EXERCISE REQUIREMENTS: Print the line containing "outstretched wing, written as integer pixel values." and each line after it through the end, please, with nothing added.

[Extracted data entries]

::::

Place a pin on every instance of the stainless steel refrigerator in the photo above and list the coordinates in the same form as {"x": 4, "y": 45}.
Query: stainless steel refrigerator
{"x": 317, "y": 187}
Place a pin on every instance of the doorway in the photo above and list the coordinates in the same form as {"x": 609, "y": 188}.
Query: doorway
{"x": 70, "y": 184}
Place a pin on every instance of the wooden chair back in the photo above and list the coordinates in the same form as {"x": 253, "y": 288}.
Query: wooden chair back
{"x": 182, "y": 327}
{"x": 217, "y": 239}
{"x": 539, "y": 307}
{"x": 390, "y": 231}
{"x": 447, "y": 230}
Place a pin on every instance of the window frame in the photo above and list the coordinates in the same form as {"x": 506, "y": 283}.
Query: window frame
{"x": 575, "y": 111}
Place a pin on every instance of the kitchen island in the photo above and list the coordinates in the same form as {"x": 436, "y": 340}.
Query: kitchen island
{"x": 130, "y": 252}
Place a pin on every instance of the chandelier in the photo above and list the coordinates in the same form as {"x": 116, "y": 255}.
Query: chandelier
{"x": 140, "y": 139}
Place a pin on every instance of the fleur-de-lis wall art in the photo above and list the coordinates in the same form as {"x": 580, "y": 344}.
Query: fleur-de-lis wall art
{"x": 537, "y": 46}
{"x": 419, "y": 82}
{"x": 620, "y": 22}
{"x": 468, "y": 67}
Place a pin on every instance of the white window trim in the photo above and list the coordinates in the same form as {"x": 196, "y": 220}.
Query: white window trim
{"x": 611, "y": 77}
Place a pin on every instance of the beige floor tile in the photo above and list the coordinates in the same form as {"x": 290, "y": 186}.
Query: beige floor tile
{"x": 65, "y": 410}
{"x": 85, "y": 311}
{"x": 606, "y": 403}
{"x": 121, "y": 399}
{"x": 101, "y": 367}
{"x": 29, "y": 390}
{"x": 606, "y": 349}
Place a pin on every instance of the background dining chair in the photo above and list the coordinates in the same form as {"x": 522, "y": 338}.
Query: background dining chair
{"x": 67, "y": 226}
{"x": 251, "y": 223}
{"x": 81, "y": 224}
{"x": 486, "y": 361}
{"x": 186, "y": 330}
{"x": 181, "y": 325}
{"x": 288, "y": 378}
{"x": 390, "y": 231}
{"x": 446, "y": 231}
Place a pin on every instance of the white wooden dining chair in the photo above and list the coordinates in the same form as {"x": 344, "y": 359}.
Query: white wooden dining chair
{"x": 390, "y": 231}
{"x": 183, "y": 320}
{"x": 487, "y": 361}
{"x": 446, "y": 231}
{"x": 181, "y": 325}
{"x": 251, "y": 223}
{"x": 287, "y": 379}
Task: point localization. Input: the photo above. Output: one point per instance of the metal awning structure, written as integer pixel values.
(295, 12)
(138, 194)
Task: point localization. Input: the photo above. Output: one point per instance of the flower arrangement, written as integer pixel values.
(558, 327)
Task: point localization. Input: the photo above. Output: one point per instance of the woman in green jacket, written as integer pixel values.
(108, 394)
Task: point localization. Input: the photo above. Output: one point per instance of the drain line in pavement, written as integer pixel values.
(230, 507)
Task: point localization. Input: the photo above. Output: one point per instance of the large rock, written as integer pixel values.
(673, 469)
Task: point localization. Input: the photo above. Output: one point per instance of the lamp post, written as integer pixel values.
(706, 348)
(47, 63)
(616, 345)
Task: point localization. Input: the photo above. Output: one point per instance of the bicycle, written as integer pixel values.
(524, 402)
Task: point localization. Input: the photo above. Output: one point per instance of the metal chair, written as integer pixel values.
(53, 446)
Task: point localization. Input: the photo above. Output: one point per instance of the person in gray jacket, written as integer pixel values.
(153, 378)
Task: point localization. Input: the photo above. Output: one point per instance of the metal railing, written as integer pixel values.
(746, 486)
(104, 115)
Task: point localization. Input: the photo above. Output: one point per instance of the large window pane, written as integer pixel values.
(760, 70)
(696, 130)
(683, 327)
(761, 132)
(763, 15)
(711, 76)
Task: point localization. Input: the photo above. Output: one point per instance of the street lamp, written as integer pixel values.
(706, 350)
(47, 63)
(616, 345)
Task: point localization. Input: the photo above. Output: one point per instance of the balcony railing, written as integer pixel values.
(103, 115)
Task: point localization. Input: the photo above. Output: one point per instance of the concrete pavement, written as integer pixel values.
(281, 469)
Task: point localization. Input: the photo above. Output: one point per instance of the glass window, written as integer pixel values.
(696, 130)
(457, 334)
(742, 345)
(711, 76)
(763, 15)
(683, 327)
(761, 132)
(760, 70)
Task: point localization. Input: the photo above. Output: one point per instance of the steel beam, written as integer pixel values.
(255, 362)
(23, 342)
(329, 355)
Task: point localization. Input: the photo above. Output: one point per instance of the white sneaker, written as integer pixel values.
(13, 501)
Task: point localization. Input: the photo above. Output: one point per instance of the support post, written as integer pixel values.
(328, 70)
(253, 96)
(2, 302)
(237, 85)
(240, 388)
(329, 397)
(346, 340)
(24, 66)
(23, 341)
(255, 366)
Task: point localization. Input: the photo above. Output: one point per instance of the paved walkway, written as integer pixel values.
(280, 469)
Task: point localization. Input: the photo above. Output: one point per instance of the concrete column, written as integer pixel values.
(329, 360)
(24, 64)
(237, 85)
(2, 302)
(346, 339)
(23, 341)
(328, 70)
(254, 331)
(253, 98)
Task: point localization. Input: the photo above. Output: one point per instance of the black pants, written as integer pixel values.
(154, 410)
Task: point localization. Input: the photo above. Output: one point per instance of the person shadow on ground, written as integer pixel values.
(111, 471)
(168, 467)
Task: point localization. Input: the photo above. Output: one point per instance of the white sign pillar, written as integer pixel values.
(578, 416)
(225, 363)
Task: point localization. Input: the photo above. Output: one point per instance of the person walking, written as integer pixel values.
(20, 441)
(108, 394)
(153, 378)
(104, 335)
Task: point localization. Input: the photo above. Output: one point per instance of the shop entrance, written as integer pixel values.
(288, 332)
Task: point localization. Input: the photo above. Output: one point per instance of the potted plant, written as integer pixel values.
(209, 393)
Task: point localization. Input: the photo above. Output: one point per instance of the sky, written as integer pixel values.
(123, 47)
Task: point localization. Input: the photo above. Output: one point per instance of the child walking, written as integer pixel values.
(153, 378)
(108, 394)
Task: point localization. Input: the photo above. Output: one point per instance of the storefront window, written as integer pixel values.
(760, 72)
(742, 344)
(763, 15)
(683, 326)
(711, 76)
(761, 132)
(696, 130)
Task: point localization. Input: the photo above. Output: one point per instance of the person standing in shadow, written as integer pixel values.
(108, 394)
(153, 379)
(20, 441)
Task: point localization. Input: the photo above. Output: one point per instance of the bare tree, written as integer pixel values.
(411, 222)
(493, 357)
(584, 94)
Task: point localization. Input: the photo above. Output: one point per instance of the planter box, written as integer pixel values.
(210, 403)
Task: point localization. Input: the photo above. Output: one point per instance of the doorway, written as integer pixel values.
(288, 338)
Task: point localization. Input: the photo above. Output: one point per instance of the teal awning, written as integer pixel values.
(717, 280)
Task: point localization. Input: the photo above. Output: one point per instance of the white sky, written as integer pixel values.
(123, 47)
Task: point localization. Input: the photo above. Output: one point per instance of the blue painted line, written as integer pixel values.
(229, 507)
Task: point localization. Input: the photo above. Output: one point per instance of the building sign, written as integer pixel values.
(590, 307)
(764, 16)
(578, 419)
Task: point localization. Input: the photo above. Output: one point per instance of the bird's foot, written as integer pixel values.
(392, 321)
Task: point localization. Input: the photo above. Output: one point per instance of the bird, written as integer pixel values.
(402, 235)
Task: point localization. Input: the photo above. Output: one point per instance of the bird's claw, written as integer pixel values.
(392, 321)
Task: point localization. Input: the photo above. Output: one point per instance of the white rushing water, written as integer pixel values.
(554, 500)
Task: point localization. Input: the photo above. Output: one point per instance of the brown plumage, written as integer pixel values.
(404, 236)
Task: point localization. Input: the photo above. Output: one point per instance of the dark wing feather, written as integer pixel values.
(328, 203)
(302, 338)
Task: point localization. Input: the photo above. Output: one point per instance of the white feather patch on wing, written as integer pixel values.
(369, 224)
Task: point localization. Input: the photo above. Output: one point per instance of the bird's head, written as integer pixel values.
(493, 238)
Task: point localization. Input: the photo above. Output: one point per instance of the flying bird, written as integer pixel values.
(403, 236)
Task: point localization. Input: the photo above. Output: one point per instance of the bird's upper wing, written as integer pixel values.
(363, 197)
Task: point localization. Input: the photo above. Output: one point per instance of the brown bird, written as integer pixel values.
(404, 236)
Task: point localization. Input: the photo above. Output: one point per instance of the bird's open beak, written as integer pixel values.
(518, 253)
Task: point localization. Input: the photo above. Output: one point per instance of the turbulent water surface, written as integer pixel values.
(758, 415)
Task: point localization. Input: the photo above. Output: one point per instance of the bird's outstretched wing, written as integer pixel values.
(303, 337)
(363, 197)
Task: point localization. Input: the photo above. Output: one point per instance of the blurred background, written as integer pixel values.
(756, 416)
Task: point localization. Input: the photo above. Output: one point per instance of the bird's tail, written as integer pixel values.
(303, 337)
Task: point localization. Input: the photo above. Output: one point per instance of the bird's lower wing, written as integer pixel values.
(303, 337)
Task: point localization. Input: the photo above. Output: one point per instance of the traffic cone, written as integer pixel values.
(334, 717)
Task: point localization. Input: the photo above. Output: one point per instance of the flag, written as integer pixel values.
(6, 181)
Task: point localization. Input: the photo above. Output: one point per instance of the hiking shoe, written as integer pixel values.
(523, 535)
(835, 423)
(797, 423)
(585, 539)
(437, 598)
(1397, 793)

::::

THE SOLUTION:
Task: point localization. Input: the photo above. Output: one point per instance of the bird's outstretched wing, written as integer pixel values.
(303, 337)
(363, 197)
Task: point localization. Input: the photo above. Output: one point per instance of the blurred background, written as integer pixel values.
(756, 416)
Task: point localization. Input: the photo above. Output: one point per instance of the bird's tail, written as integer pixel values.
(303, 337)
Task: point localization. Input: the photo above. Output: one point per instance of the bird's lower wing, written as integer pixel values.
(303, 337)
Task: point localization. Input: the photo above. Output: one point per instance of the traffic cone, written as integer pixel values.
(334, 717)
Task: point localization. Input: the photo above. Output: one point per instance of the flag, written as integer pixel values.
(6, 181)
Task: point localization. Input: the photo above. Output: one point per instance of the hiking shoe, written as integer pixel values.
(523, 535)
(835, 423)
(797, 423)
(585, 539)
(437, 598)
(1397, 793)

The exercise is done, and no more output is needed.